**Your objective:** Set down exactly the stretch of lines below that opens at the line containing "Target: arched window" and continues through the last line of the entries, and nothing else.

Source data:
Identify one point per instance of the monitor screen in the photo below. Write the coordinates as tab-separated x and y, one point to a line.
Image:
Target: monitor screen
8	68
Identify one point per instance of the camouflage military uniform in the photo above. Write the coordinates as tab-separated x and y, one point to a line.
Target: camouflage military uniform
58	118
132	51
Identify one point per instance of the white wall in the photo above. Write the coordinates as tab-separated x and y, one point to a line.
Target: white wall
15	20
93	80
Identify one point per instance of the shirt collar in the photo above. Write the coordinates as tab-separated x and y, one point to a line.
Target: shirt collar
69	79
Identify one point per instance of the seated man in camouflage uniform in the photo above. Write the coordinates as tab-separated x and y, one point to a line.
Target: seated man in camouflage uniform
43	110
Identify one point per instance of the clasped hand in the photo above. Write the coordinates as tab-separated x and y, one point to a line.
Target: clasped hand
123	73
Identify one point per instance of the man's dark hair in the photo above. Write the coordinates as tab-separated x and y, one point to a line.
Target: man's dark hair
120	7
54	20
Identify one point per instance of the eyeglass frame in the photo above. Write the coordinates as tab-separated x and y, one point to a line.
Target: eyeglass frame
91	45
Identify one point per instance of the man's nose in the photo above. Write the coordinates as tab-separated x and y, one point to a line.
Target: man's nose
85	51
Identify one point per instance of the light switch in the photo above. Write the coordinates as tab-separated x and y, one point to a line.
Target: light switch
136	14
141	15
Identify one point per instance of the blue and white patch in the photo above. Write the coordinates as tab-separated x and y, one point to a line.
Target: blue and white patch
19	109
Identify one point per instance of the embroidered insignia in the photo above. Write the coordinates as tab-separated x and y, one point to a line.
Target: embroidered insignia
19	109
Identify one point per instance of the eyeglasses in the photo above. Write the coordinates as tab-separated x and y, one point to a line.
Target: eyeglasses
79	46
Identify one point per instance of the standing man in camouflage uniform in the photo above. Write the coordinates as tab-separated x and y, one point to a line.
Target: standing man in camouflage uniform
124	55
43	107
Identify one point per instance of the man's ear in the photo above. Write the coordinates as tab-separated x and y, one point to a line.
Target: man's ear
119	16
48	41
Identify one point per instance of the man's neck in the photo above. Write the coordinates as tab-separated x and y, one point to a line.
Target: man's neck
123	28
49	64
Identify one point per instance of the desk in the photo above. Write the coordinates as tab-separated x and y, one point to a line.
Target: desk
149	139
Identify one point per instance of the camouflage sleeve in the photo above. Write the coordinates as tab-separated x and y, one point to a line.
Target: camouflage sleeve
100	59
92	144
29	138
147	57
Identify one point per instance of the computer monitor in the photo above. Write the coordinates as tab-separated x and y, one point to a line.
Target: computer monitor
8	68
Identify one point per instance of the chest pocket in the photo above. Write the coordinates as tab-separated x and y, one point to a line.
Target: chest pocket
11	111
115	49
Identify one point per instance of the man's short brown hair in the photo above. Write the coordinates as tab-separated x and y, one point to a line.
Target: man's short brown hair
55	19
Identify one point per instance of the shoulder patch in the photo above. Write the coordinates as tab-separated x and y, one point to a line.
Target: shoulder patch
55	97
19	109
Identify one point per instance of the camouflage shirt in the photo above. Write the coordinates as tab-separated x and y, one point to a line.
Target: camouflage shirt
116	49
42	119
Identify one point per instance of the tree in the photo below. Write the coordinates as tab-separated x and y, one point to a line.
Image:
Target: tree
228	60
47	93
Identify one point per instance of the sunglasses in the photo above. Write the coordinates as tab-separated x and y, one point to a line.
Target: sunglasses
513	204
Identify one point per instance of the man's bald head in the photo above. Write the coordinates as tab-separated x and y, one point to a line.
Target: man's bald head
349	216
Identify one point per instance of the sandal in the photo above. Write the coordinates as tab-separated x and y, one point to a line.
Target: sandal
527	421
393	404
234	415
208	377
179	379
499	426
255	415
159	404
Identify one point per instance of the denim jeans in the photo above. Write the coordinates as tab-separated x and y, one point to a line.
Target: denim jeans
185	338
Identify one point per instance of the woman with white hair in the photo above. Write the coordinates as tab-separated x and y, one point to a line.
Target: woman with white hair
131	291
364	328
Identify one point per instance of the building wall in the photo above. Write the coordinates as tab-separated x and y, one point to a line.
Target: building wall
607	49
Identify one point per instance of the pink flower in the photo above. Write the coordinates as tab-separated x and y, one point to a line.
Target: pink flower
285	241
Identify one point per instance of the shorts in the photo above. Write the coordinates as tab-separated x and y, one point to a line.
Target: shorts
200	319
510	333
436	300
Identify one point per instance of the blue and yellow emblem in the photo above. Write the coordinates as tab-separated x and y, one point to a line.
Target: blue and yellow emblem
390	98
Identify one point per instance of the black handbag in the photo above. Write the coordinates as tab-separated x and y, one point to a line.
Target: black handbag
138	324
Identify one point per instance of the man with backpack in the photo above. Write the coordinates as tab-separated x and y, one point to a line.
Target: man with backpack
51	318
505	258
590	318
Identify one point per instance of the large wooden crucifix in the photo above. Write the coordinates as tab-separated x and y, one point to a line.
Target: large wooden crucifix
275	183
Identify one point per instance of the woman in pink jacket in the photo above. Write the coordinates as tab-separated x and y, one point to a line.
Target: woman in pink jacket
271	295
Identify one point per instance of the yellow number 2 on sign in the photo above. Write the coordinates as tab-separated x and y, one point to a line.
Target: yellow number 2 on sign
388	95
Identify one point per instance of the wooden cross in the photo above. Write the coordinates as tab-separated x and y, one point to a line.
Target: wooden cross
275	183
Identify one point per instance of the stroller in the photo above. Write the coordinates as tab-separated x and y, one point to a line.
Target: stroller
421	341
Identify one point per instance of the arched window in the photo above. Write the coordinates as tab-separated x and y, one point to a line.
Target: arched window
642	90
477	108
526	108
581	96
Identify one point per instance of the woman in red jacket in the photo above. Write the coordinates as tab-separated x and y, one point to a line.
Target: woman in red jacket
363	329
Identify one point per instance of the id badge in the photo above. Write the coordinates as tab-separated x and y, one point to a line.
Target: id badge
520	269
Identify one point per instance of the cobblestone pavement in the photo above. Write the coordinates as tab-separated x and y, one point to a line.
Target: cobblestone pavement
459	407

**Response to the task:**
Target: arched window
642	90
477	108
526	108
581	96
Identify one point per instance of the woman in red jacket in the photo above. Write the coordinates as tab-separated x and y, one point to a line.
Target: woman in red jacket
363	329
Identify one point per instance of the id badge in the photo above. Write the coordinates as tab-separated x and y, one point to a line.
Target: id badge
520	269
Identify one point per instance of the cobblestone pavement in the photo above. Write the coordinates as tab-separated x and y, one point to a line.
Target: cobblestone pavement
459	407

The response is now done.